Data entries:

┌──

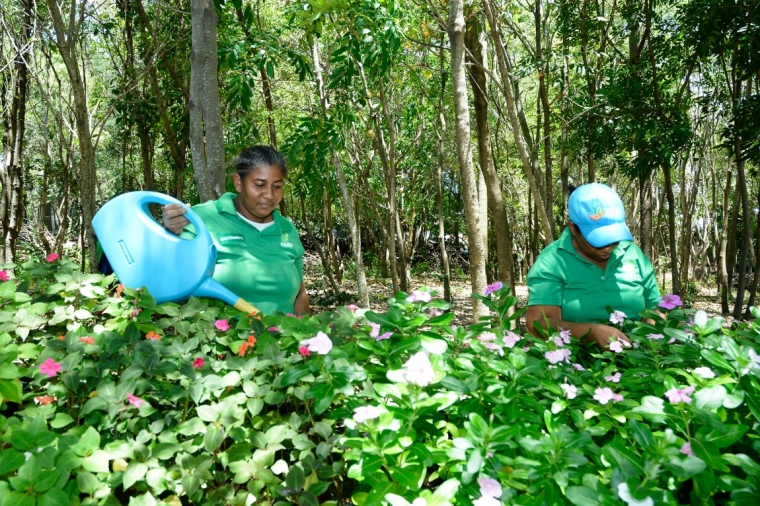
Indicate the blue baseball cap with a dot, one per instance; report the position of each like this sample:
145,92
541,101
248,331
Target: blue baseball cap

└──
┌──

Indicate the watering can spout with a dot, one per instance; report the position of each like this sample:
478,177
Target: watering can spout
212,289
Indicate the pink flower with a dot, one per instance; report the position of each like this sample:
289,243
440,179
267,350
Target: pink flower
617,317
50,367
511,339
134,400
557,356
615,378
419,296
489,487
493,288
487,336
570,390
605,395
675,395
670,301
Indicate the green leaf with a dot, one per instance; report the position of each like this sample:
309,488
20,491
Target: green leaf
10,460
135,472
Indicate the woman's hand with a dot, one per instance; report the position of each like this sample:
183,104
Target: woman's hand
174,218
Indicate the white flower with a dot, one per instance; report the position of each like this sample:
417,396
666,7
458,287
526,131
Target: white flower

└──

* Problem details
Update the material above, starting at the line containing "Indicate the white" and ending at the line containing "Target: white flower": write those lines out again with "white" changed to "yellow" and everything else left as it is.

* Solution to the problem
Indicate the yellow flower with a dot, one per instance; report the position of each like this sample:
417,396
666,7
458,287
526,131
Target: yellow flower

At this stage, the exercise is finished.